## STATED TASK
Everything from the line with "Could you please indicate the rolled-up" to the end of the data should be restated word for word, and nothing before it.

## INFORMATION PROVIDED
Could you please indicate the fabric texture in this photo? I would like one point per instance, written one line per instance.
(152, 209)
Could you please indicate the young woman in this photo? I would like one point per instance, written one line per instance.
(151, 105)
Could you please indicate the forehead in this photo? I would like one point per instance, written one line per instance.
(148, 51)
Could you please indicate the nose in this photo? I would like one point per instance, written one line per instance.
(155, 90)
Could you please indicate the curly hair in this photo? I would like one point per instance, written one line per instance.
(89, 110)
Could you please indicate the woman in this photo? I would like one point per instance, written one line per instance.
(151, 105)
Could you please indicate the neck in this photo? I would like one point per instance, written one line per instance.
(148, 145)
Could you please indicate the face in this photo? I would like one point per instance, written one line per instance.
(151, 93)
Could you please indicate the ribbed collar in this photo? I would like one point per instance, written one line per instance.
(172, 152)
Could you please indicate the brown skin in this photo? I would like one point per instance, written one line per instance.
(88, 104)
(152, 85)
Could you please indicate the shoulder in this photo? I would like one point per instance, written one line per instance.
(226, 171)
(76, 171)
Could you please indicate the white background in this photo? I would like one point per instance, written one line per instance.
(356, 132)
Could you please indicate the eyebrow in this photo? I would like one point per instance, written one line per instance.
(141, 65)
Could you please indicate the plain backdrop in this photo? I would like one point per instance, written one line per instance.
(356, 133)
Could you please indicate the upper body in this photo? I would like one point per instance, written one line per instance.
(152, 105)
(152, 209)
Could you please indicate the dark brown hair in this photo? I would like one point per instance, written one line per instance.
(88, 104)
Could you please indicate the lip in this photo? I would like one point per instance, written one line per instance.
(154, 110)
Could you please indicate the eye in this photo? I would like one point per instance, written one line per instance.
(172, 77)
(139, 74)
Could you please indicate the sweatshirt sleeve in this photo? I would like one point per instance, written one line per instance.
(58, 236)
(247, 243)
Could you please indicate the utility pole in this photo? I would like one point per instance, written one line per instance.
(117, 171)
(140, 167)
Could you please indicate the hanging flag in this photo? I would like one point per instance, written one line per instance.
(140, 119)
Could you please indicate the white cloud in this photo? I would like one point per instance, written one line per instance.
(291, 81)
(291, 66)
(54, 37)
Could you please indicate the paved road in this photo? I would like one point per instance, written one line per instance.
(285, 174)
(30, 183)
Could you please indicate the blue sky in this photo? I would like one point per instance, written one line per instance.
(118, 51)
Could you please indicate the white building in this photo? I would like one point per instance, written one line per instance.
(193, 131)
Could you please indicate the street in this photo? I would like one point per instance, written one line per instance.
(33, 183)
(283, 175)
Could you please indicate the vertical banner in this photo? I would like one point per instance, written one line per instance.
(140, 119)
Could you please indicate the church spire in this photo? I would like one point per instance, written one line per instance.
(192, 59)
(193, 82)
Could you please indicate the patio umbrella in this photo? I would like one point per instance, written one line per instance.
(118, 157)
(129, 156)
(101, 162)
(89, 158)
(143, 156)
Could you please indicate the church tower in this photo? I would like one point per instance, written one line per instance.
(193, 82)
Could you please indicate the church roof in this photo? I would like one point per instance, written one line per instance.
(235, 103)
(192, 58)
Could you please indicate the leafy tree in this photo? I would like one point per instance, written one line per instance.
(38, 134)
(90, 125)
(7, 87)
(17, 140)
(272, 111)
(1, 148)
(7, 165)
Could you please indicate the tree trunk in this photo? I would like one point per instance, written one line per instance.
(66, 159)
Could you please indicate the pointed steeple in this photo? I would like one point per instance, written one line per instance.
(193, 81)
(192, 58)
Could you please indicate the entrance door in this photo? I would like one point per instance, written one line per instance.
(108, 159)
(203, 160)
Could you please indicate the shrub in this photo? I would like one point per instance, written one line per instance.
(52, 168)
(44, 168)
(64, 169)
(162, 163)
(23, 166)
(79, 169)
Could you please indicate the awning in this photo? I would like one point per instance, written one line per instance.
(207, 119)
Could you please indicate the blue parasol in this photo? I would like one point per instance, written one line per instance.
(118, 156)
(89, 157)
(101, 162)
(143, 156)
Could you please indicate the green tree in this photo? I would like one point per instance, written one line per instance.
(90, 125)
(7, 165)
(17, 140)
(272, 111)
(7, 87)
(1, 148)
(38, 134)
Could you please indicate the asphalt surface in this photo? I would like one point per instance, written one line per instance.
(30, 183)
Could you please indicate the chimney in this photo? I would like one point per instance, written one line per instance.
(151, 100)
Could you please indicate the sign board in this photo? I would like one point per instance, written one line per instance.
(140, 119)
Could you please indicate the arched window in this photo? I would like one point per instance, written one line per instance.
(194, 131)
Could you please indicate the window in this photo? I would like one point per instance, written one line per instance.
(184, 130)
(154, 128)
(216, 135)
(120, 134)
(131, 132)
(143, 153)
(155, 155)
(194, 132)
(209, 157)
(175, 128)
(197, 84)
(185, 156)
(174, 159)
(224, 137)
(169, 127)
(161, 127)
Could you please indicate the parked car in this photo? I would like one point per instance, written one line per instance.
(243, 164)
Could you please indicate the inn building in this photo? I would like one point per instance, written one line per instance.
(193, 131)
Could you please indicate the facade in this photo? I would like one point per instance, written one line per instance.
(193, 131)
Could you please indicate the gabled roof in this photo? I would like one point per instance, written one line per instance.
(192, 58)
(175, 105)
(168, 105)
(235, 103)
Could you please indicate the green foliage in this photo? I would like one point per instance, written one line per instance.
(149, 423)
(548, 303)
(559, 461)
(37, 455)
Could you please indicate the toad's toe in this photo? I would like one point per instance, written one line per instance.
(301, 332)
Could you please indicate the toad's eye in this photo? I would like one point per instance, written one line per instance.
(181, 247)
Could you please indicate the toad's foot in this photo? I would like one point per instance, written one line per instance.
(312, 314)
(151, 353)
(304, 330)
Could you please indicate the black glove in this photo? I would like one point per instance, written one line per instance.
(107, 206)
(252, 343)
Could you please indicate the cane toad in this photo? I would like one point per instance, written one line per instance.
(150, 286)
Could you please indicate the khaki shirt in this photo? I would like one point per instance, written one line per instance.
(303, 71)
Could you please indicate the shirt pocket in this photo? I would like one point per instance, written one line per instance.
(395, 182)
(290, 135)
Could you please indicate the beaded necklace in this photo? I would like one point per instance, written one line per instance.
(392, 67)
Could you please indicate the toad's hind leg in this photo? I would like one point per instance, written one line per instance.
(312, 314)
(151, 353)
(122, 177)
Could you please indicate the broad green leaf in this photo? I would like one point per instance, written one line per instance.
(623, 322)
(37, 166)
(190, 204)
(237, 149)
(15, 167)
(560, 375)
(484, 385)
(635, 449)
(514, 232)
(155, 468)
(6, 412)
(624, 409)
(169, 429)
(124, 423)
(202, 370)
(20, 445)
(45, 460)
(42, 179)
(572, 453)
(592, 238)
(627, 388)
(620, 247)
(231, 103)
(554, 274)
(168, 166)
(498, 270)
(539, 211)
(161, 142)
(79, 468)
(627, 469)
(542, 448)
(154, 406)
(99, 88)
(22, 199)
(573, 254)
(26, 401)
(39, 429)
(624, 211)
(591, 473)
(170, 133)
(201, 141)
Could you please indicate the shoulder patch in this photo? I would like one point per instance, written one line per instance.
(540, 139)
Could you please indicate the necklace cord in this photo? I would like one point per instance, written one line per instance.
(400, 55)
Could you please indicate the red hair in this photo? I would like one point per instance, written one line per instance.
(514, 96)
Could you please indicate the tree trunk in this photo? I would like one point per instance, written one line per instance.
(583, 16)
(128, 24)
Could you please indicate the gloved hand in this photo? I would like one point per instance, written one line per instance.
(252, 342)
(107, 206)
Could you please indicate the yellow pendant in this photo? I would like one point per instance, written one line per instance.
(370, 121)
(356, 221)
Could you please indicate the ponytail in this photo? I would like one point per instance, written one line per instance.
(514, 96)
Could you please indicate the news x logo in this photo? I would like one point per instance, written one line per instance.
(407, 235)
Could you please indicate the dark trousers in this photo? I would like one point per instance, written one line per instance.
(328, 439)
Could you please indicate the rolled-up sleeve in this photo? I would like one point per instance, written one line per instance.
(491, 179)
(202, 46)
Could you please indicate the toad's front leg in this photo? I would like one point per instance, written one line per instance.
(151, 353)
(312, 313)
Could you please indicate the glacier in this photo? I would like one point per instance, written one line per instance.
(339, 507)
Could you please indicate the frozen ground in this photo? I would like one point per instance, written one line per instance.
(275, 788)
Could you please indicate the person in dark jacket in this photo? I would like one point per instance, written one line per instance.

## FULL OUTPUT
Could you please indicate the rolled-up sleeve in this photo? I would like one point per instance, written one line per instance.
(491, 179)
(202, 46)
Could you please indicate the toad's front leg in this photo? I would like one point per instance, written one line per instance.
(151, 353)
(312, 313)
Could you please indicate the glacier in this photo? I would like one point per instance, written one line per instance.
(339, 507)
Could you please indicate the frozen ground in this photo? I would like one point per instance, written one line per instance.
(275, 788)
Could you please indicate the person in dark jacket in this photo? I would like one point per instance, written one line per instance.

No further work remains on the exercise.